• [EXERCISE DETAILS]
Pull out each line of the listing below that contains the string "negative".

• [DATA UNDER STUDY]
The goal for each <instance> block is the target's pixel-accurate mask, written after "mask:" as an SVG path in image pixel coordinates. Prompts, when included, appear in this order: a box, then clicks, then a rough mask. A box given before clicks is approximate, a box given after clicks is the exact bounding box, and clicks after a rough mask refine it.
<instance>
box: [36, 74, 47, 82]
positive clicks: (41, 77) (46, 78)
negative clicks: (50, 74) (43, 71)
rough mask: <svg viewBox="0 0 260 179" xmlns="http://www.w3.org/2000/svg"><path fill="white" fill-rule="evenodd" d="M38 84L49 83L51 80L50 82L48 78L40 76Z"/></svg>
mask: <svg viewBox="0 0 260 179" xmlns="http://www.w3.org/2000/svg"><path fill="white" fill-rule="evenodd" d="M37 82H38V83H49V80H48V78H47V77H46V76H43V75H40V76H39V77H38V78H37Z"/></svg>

--

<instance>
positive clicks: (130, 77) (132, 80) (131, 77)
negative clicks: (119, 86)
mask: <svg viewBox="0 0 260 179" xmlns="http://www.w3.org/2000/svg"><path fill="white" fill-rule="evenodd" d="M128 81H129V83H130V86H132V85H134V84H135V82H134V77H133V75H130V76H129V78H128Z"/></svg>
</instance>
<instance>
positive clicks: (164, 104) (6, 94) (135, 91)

--

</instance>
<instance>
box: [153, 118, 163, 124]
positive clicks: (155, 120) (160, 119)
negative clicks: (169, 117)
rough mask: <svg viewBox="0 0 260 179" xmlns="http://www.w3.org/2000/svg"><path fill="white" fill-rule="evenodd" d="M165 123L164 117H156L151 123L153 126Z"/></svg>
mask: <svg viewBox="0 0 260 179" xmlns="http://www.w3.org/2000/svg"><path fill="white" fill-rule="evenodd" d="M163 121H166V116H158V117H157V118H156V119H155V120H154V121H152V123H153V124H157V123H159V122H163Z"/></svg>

• [YOUR SOLUTION]
negative clicks: (50, 74) (43, 71)
negative clicks: (119, 86)
negative clicks: (169, 117)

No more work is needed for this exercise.